◆ EXERCISES ◆
A - Answer these from the passage on Big Tiger:
(i) In which years was Big Tiger Principal Chief?
(ii) Where did Whitepath live?
(iii) Whose teachings influenced Whitepath?
B - Write out the part of the passage on Big Tiger between "Big Tiger was" and "Cherokee National Council.", inclusive.

◆ EXTRACT ◆

Big Tiger was Principal Chief of the council of a dissident group of Cherokee (1824–1828) who followed the teachings of Whitepath (or Nunnahitsunega), a full-blood traditionalist leader and member of the Cherokee National Council who lived at Turnip Town (Ulunyi), on the Large Ellijay (Elatseyi).

Background
Influenced by the teachings of the Seneca prophet Handsome Lake, Whitepath began a rebellion against the acculturation then taking place in the Cherokee Nation, proposing the rejection of Christianity and the new Cherokee national constitution, and a return to the old tribal laws.  The "rebellion" ended with the submission of Whitepath to the more progressive members of the Cherokee National Council.

Raw records
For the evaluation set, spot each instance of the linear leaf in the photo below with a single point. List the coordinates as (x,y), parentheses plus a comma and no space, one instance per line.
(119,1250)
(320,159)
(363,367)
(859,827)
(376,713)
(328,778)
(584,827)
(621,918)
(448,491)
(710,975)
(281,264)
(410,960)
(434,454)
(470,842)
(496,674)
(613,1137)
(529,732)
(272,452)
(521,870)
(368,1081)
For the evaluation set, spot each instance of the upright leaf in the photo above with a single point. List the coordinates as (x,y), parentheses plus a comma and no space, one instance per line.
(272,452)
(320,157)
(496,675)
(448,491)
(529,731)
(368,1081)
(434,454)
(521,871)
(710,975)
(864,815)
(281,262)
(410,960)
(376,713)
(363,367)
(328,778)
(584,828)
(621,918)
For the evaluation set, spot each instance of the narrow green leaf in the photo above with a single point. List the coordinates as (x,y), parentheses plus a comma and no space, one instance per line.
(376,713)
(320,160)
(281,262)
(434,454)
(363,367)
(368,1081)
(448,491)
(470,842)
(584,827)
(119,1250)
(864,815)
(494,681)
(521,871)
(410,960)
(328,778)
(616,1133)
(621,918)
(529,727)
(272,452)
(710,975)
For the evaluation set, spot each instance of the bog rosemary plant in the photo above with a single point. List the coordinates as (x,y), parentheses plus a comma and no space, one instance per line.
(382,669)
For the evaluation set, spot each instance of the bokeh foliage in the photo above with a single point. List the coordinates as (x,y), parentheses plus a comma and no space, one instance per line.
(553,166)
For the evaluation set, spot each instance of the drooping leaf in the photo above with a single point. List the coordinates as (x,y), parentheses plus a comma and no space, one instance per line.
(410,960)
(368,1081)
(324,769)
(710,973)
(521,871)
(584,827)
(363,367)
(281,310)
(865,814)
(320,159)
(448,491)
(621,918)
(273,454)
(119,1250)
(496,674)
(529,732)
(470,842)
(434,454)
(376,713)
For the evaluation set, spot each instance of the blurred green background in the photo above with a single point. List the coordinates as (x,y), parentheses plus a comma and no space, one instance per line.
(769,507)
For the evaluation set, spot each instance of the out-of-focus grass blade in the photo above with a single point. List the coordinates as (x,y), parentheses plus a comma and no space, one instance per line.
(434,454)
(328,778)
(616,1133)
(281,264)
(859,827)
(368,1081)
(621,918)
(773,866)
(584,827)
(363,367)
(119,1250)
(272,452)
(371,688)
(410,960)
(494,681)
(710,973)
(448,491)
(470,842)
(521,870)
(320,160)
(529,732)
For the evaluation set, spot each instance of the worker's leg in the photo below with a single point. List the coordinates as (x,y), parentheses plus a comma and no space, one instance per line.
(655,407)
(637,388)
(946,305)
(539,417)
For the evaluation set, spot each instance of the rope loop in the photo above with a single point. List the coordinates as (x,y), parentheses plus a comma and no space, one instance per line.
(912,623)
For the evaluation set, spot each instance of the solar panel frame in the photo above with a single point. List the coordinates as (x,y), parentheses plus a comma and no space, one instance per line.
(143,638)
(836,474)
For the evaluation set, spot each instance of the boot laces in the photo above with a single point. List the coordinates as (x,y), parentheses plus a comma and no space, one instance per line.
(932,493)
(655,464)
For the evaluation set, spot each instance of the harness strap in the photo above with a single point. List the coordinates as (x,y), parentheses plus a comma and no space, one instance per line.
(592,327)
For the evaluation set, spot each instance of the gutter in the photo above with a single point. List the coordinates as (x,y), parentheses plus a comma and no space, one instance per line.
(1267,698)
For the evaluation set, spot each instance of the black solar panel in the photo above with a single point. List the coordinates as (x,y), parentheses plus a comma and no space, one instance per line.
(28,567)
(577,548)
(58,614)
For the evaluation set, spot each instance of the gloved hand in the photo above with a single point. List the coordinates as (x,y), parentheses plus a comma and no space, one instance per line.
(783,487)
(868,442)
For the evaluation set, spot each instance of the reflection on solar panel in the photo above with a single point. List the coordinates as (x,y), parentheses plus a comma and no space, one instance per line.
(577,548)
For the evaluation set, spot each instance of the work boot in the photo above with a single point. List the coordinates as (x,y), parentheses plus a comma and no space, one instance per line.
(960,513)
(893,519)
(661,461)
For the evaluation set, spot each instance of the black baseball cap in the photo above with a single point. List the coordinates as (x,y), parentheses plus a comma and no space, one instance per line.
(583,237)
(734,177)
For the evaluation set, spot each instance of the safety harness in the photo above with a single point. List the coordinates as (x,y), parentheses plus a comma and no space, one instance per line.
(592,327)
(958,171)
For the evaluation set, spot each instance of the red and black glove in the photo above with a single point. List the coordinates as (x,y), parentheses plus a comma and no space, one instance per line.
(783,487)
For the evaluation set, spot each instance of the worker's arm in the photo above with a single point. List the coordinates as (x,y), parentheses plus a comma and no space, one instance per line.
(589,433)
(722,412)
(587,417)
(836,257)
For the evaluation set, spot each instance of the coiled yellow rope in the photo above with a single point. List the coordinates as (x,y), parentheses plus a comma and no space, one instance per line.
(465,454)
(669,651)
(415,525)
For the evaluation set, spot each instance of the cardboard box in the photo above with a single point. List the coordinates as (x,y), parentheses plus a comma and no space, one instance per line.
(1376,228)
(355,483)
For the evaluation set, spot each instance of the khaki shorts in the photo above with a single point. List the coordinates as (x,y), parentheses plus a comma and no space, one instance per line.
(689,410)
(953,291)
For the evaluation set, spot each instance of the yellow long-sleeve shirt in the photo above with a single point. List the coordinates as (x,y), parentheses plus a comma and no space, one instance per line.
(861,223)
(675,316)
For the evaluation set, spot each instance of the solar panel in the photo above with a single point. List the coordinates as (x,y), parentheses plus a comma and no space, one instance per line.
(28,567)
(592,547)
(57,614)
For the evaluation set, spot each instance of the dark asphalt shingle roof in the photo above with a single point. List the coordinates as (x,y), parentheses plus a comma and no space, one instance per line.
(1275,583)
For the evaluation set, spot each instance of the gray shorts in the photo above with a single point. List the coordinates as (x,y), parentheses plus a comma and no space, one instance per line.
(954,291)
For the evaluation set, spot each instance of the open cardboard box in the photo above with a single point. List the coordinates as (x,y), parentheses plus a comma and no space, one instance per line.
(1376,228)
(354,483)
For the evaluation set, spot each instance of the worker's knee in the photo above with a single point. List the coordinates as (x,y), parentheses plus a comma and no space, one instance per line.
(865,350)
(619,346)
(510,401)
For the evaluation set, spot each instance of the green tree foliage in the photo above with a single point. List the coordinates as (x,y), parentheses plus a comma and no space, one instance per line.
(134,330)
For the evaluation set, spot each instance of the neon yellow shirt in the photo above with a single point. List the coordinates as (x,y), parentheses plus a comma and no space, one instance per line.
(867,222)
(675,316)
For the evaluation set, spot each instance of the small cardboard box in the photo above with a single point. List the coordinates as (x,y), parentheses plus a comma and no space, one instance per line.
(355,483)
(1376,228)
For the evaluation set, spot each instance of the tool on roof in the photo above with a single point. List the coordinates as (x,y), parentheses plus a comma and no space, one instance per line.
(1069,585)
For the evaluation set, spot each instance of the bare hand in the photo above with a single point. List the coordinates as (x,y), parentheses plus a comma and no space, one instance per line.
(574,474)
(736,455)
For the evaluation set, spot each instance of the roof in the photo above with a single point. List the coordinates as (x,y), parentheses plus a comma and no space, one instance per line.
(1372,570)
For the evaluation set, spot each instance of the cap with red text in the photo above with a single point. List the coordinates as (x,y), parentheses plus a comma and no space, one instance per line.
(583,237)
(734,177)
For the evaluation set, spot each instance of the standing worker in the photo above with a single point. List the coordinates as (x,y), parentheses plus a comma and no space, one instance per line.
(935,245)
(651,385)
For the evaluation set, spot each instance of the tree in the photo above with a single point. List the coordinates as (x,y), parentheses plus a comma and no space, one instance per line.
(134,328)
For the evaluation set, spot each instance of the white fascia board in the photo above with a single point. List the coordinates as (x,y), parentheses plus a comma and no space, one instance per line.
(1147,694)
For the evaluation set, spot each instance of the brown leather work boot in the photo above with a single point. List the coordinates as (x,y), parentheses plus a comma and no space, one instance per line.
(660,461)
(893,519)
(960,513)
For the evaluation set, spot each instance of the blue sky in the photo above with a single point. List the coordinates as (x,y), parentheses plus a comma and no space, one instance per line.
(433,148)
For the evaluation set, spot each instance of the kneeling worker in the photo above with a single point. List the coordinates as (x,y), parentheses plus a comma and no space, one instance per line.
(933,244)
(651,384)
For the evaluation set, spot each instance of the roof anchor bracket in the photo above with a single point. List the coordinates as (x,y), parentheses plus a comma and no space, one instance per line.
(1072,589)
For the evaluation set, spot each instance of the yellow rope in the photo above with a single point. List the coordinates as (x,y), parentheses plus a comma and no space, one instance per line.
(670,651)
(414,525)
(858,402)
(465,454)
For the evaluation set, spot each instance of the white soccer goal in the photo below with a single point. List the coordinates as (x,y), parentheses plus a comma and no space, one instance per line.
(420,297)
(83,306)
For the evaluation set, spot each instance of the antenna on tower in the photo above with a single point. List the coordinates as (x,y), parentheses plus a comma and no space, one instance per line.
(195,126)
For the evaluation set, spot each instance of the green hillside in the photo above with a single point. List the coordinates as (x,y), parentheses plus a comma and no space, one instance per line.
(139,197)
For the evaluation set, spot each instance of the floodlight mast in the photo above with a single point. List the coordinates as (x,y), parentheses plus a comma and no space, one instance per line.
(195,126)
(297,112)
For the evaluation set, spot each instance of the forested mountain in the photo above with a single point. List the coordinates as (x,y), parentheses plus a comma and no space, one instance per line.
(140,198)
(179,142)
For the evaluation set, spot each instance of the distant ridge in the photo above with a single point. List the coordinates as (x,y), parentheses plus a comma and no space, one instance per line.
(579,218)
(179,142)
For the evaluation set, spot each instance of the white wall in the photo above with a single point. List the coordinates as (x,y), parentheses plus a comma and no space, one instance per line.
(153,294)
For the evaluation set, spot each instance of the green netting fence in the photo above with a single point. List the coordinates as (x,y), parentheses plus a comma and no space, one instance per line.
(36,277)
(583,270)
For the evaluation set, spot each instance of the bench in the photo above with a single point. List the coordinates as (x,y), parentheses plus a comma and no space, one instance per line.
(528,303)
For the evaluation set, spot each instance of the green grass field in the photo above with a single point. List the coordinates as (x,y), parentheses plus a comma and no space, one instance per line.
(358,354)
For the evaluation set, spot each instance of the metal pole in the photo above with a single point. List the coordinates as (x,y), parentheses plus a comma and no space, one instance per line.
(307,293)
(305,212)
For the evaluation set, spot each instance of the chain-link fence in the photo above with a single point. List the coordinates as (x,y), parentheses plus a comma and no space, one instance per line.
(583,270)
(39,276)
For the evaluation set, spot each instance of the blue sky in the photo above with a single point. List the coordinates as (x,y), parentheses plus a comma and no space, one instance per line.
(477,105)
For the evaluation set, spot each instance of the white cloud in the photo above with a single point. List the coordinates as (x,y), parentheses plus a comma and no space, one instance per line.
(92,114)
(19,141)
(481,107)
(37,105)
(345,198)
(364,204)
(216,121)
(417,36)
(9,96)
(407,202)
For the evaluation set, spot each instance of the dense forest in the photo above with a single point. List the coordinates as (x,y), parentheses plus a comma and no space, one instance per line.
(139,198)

◆ SOLUTIONS FOR EACH TASK ◆
A -
(i) 1824–1828
(ii) At Turnip Town (Ulunyi), on the Large Ellijay (Elatseyi)
(iii) The Seneca prophet Handsome Lake

B -
Big Tiger was Principal Chief of the council of a dissident group of Cherokee (1824–1828) who followed the teachings of Whitepath (or Nunnahitsunega), a full-blood traditionalist leader and member of the Cherokee National Council who lived at Turnip Town (Ulunyi), on the Large Ellijay (Elatseyi).

Background
Influenced by the teachings of the Seneca prophet Handsome Lake, Whitepath began a rebellion against the acculturation then taking place in the Cherokee Nation, proposing the rejection of Christianity and the new Cherokee national constitution, and a return to the old tribal laws.  The "rebellion" ended with the submission of Whitepath to the more progressive members of the Cherokee National Council.